━━━━━ TASK MATERIAL

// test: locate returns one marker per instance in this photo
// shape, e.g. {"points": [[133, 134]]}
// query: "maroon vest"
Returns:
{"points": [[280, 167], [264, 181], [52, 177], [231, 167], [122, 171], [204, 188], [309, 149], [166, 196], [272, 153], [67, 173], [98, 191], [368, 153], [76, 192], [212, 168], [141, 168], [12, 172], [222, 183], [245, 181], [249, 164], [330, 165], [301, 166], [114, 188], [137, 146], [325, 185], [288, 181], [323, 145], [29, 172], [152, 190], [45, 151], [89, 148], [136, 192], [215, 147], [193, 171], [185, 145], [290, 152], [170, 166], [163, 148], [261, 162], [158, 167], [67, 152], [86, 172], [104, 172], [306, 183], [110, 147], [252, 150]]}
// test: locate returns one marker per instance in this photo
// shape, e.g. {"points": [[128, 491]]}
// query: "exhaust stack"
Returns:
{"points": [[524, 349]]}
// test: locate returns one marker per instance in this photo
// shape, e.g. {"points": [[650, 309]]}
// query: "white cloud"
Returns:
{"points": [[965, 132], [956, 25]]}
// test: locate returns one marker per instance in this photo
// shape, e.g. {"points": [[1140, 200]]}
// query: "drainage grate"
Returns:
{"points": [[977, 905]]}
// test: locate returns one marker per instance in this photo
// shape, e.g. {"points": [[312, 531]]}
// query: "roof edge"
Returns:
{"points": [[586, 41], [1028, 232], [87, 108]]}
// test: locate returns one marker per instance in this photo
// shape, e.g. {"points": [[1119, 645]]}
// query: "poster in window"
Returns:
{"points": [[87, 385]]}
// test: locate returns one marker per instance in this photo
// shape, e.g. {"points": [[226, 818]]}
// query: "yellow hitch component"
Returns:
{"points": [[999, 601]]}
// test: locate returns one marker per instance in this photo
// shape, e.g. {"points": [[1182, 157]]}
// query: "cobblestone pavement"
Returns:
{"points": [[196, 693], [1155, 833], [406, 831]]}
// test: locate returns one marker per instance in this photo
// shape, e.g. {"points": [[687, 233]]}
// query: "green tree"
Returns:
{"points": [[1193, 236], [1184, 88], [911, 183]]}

━━━━━━━━━━

EXERCISE OBJECTIVE. Report each line of the records containing the word "query", copying every such line in full.

REPLY TO THE TASK.
// query: "maroon vest"
// query: "exhaust stack"
// query: "white cloud"
// query: "drainage grate"
// query: "roof edge"
// query: "poster in window"
// query: "yellow hitch component"
// query: "cobblestone pavement"
// query: "green tree"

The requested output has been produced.